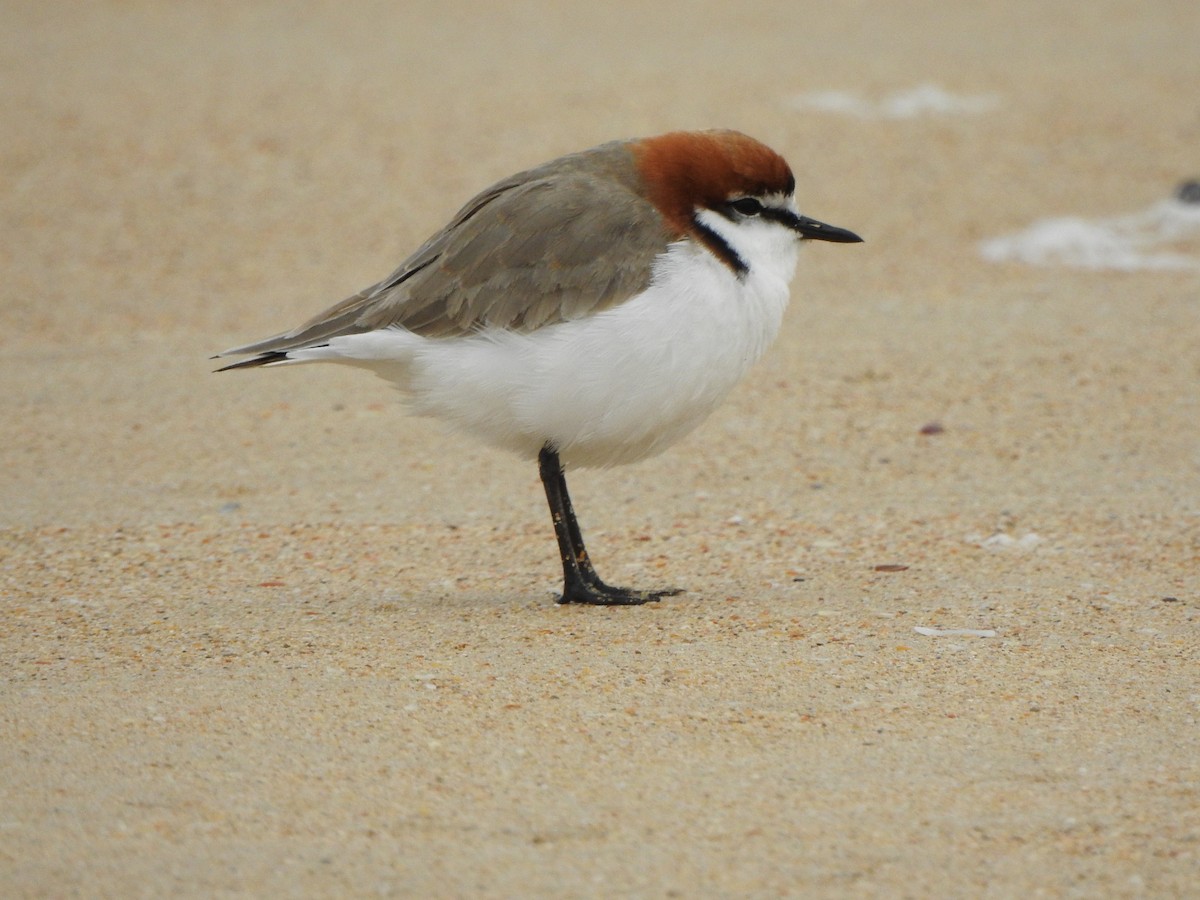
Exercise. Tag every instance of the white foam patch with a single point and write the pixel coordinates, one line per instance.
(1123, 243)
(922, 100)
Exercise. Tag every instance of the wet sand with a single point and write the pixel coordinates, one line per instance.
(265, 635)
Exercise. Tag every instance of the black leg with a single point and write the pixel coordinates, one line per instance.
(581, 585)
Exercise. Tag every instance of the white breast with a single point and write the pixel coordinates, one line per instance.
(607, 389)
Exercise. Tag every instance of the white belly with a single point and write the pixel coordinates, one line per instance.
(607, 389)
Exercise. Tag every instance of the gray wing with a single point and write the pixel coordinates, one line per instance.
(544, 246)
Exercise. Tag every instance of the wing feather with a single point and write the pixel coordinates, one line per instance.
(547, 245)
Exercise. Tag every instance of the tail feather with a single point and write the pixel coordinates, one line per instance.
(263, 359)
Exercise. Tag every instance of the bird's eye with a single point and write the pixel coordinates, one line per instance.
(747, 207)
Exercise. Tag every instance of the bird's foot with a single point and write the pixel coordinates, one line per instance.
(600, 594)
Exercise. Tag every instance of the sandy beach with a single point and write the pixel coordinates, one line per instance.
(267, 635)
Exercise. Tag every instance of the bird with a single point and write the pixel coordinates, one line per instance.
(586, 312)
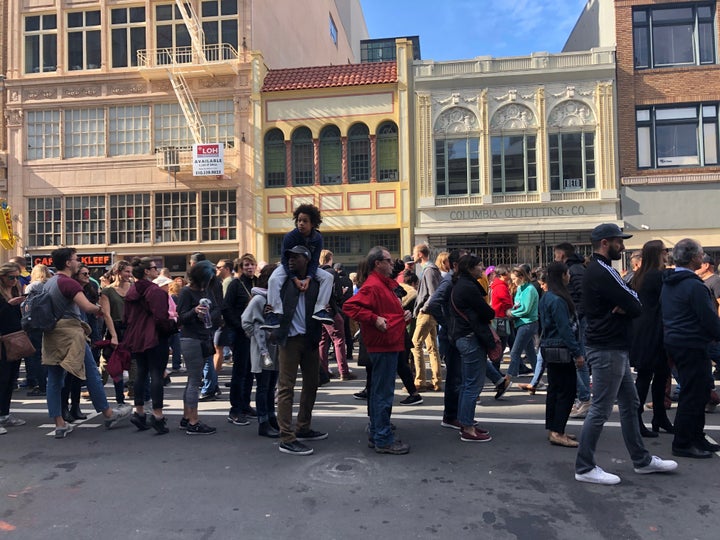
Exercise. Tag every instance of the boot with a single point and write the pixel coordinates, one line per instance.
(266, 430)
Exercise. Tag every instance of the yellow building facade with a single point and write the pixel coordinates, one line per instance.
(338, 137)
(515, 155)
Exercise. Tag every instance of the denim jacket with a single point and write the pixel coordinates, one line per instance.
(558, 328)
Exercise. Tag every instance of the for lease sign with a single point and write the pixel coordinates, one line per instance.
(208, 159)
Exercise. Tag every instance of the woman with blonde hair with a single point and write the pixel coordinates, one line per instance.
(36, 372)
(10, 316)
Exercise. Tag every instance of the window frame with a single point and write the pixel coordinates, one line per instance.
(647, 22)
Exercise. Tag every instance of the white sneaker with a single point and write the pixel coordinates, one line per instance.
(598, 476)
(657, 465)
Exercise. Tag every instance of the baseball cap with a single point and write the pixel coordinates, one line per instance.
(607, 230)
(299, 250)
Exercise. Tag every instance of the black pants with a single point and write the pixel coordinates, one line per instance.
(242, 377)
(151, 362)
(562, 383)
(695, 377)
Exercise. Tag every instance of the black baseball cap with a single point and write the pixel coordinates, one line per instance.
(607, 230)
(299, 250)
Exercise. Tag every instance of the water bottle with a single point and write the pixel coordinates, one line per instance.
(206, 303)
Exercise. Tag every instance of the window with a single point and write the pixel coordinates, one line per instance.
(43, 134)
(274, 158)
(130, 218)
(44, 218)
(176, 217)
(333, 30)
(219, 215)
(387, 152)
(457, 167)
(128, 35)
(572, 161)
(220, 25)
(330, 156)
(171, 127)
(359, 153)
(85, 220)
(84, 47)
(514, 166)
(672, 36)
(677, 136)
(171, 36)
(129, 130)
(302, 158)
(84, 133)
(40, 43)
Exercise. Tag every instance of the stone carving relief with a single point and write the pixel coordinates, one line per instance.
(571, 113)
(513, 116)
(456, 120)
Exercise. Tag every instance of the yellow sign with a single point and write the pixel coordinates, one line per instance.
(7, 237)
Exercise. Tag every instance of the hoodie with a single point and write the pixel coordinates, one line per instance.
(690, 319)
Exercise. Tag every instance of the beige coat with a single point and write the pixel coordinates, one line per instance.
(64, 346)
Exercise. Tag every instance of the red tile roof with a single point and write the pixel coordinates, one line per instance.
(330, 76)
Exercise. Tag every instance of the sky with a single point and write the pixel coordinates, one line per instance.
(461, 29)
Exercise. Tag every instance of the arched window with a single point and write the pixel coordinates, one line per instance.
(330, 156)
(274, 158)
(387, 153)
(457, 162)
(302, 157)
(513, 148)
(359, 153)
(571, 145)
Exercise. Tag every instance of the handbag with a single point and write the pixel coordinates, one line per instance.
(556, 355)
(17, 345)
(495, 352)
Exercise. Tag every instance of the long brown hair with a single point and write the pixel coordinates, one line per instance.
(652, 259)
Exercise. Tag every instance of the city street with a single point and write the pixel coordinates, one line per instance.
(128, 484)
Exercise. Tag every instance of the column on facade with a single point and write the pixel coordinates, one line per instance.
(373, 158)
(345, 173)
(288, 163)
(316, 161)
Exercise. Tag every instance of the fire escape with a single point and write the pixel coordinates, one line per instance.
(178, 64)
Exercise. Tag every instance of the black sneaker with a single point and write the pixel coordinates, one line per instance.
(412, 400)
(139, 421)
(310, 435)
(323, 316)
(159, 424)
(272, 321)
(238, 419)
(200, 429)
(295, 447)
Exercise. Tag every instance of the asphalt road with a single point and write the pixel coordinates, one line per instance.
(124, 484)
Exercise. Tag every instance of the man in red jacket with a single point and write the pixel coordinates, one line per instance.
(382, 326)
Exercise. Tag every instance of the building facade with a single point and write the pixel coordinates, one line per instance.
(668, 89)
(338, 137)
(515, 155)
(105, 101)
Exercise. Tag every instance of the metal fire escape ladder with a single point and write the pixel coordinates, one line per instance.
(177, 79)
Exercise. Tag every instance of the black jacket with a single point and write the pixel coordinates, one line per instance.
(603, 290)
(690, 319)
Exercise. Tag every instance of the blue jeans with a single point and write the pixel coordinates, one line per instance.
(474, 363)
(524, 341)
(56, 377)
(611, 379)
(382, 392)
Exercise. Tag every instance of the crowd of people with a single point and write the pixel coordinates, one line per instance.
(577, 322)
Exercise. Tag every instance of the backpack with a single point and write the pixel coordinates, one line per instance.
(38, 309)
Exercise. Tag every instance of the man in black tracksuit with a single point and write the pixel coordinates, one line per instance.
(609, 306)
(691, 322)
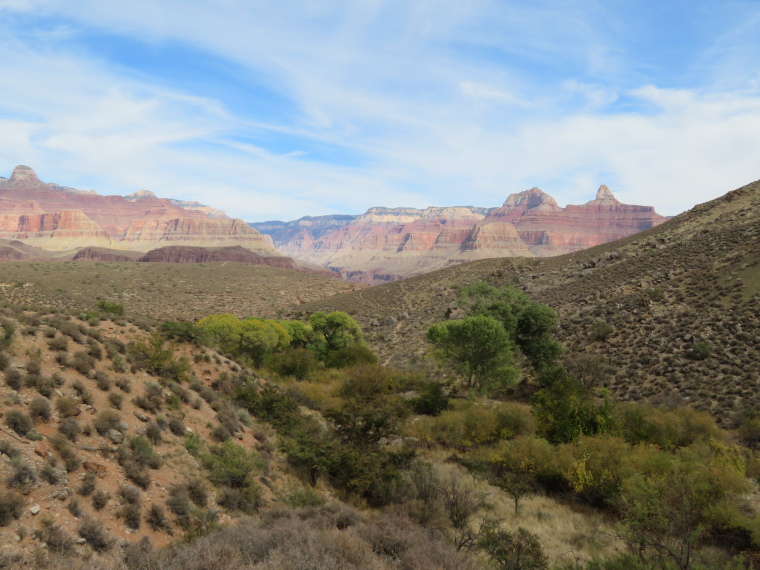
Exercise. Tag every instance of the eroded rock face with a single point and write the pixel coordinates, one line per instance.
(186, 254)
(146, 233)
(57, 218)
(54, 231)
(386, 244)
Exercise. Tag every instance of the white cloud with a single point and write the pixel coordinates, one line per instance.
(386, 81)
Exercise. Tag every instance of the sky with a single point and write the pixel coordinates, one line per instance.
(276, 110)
========================================
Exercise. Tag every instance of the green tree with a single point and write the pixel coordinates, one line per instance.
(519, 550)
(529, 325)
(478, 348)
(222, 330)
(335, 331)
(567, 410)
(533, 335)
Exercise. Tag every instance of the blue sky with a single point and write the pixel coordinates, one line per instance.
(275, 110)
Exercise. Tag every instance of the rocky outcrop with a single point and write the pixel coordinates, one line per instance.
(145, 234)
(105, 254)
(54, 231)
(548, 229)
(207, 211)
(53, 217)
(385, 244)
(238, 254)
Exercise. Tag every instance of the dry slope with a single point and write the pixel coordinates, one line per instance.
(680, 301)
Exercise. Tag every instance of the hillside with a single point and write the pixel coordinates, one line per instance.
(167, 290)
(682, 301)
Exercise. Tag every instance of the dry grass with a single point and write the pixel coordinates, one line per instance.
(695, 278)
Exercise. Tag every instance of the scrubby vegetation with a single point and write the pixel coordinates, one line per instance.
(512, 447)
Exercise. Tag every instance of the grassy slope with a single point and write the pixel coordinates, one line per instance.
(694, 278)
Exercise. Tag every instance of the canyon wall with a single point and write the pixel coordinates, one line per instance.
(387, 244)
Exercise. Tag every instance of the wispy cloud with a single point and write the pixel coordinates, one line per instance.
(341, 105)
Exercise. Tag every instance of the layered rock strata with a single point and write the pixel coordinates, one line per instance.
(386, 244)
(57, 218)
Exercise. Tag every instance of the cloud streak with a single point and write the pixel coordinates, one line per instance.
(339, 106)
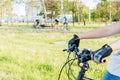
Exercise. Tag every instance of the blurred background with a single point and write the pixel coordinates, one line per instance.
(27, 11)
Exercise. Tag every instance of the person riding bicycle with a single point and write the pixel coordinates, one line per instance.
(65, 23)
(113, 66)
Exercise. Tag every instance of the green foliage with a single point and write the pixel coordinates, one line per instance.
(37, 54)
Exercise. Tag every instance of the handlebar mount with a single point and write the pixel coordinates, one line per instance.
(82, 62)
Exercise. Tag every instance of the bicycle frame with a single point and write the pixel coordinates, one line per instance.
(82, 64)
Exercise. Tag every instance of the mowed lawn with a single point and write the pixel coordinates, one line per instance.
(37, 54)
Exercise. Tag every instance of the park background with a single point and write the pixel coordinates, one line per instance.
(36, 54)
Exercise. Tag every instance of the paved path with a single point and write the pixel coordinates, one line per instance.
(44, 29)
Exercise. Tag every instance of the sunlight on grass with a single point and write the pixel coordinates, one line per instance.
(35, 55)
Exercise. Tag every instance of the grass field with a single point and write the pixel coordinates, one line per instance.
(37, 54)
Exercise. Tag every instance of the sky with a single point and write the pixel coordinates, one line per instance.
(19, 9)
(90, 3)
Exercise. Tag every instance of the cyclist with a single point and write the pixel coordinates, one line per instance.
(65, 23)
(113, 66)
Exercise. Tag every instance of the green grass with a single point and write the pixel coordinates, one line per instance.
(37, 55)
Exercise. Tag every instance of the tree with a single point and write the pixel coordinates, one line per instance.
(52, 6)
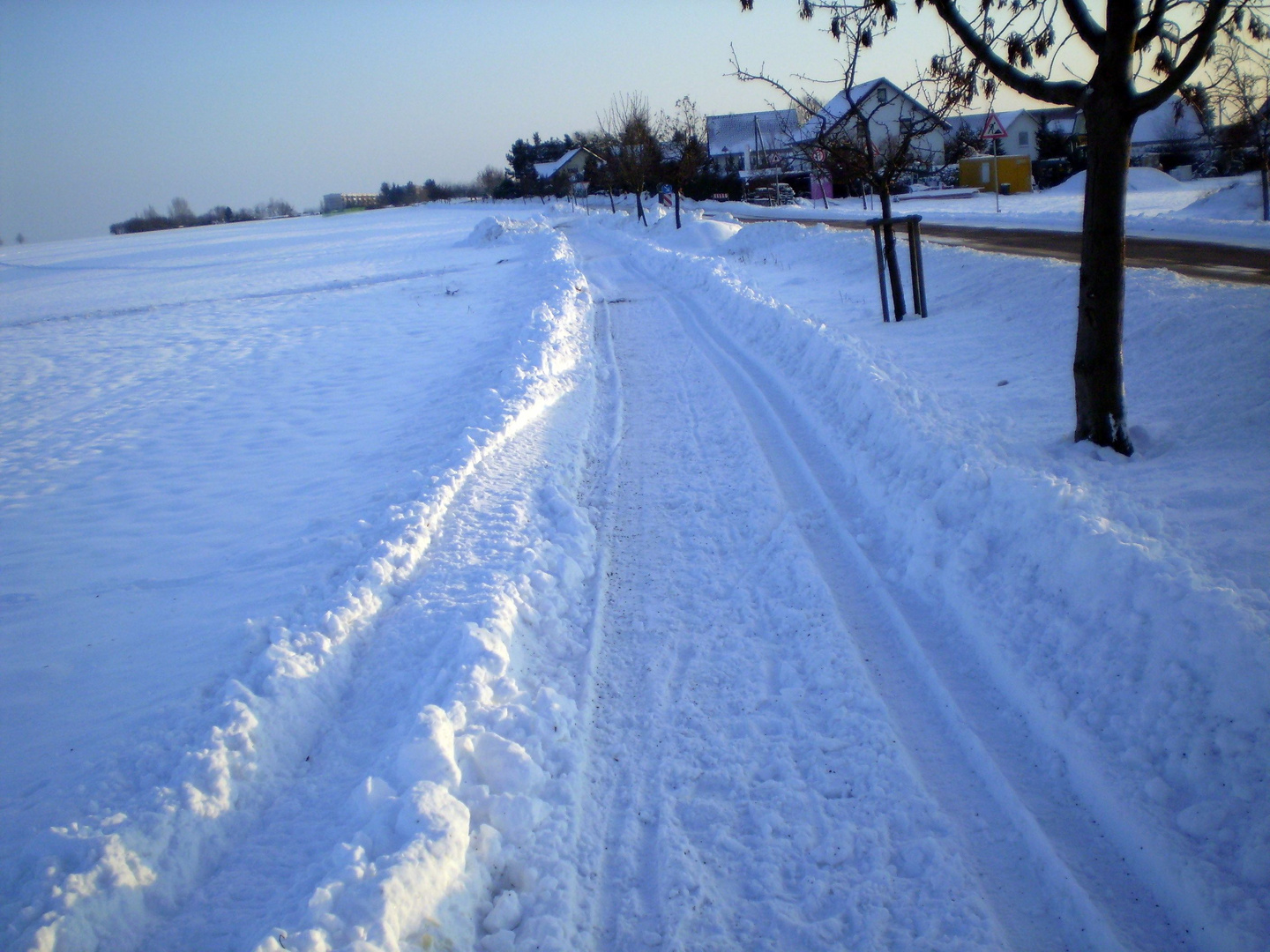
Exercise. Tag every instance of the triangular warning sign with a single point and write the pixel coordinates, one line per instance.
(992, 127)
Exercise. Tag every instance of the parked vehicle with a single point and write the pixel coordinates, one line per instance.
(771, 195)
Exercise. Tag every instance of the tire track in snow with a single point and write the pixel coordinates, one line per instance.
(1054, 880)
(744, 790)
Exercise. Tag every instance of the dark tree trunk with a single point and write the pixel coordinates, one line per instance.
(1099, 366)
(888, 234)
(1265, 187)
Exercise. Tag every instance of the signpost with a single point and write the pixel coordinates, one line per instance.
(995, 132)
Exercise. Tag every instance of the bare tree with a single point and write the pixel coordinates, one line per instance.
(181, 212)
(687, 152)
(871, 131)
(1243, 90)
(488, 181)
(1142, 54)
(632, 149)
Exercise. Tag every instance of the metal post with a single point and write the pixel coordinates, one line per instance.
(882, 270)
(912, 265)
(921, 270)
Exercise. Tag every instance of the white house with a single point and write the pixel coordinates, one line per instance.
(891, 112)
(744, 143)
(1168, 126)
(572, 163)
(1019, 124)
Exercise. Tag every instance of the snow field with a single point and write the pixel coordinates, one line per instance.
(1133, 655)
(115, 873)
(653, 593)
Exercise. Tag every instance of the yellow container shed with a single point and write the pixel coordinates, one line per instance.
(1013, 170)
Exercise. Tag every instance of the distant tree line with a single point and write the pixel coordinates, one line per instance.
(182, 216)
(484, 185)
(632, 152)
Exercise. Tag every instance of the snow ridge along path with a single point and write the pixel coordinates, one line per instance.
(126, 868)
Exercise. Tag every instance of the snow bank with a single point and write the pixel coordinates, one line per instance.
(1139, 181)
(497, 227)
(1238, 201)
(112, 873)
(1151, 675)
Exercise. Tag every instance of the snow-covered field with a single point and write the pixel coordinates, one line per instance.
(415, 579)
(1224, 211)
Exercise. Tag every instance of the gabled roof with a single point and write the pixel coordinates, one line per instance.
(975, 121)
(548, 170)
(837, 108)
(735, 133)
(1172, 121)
========================================
Begin at the line that contains "Exercise. Tag every instance of the snow ridge" and stop after the line that contains "(1172, 121)". Give those entries again with "gabled roof" swapped for "pitched roof" and everything else unchanged.

Exercise. Tag every instance of the snow ridge along path with a single point and write the pixel coordinates, one line per instance.
(126, 868)
Exercise. Tag every instance of the snow bank with a single point and write the pixel coordinates, one line per instance.
(1139, 181)
(497, 227)
(1238, 201)
(112, 873)
(1151, 675)
Exercise. Tag every instance of the snow-covered field with a single point and write the pixel coordinates, one line per instance.
(415, 579)
(1224, 211)
Exercise. Tag every instance of the pitched roof with a single point and write the pixel coordinates, one line per instance.
(975, 121)
(548, 170)
(837, 108)
(735, 133)
(1172, 121)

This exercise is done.